Only lines with the string "bear" are wanted. Pull them out of the data.

[Records from a data source]
* * *

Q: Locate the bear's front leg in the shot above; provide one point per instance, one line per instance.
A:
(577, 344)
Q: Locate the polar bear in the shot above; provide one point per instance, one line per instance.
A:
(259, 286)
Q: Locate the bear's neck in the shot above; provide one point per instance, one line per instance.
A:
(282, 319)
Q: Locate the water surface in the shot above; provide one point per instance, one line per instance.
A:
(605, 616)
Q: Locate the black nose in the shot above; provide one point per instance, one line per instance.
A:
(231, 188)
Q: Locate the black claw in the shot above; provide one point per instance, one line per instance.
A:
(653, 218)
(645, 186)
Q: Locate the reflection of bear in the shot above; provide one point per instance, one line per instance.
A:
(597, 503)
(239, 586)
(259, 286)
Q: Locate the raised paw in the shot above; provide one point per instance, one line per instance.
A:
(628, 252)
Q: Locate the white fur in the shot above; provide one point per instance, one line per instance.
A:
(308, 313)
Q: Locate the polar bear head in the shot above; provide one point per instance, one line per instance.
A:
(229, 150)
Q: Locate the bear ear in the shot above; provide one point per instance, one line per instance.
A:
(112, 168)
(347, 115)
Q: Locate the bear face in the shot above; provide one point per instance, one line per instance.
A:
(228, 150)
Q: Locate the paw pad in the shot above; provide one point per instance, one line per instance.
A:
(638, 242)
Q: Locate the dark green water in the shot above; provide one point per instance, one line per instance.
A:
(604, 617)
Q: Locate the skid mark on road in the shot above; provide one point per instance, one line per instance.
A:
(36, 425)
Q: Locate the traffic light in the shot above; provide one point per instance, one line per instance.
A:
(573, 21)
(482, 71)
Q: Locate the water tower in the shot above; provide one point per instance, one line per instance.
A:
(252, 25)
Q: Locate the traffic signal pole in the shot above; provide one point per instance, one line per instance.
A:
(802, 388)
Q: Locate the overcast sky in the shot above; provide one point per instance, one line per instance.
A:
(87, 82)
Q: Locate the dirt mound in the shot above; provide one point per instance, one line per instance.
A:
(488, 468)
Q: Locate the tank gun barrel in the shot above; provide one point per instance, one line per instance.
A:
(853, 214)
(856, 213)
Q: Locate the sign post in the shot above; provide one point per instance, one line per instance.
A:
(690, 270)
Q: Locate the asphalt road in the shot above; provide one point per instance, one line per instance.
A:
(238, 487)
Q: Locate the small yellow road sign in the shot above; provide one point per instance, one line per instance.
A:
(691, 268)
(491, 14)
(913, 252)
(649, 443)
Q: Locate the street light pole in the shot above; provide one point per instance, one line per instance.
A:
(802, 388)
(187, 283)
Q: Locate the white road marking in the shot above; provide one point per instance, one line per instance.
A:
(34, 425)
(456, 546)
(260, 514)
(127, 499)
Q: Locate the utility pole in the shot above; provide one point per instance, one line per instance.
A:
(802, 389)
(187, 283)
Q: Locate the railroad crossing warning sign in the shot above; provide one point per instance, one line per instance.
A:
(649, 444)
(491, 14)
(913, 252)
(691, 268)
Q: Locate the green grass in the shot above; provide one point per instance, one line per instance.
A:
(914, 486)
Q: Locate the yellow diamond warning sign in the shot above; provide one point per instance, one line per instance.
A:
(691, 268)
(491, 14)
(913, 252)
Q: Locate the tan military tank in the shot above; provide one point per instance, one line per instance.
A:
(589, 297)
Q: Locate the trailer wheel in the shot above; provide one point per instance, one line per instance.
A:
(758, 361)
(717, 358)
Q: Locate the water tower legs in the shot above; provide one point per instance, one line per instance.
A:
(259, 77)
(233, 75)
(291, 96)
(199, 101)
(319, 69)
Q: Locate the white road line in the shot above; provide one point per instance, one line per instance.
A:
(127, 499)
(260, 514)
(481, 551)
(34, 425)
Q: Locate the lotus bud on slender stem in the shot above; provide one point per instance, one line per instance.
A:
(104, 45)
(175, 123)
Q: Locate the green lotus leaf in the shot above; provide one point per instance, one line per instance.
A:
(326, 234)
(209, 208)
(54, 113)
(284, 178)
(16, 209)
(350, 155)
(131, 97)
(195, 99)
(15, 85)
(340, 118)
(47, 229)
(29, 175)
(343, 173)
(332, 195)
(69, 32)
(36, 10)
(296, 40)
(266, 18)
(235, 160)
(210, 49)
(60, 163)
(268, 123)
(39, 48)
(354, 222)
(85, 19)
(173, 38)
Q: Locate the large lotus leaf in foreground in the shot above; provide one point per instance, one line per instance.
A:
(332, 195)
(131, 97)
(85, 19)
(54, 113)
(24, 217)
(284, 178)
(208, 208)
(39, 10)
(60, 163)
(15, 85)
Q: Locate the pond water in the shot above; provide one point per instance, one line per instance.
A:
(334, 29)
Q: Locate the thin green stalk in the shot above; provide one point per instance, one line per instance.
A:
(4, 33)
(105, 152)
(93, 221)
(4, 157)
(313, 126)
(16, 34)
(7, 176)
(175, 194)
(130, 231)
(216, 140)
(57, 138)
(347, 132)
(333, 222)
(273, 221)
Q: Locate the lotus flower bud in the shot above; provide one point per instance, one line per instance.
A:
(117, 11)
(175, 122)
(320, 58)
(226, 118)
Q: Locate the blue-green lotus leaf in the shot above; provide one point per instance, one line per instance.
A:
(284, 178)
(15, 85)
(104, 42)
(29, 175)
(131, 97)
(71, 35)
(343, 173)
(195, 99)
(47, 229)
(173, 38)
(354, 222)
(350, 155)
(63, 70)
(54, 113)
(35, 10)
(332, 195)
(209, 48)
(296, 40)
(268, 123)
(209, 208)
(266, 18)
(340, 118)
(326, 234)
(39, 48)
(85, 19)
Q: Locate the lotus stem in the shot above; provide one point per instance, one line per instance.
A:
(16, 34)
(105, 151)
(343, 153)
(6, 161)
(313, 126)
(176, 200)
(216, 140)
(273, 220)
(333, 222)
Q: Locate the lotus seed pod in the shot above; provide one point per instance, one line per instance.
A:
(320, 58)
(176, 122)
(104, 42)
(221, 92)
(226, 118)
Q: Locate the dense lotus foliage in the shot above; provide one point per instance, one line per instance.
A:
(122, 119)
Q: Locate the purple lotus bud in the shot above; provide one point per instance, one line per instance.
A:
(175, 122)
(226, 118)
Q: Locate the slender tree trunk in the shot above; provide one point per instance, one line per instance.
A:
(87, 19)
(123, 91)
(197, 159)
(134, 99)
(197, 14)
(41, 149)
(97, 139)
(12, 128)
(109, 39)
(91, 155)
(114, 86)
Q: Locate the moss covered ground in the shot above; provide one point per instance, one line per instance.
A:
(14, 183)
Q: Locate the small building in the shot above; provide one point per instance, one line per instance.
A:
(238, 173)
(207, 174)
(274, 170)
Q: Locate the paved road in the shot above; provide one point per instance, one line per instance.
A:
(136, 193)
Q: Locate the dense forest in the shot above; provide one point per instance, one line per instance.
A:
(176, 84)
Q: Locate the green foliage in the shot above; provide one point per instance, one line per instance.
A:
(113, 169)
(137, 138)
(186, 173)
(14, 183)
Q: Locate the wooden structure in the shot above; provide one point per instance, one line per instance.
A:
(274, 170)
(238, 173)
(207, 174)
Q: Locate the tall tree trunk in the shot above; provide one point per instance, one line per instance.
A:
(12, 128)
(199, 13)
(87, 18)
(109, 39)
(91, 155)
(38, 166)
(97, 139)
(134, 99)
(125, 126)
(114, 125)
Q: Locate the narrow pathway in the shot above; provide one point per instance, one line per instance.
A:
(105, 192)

* * *

ANSWER BOX
Q: Locate the bear's front leg in the shot above; provide one point per instance, one line per instance.
Q: Locate the polar bear in the shot above; provide one point per instance, one line per instance.
Q: Locate the bear's neck in the shot above; provide one point per instance, one line per instance.
Q: Locate the reflection of bear in the shot above; provide one point per instance, one line per instance.
Q: Locate the polar bear head in the shot above; provide one point per instance, one line per instance.
Q: Locate the bear ear in the shot above; provide one point per instance, one line per instance.
Q: Locate the bear face in the shot above; provide one point per instance, one line per instance.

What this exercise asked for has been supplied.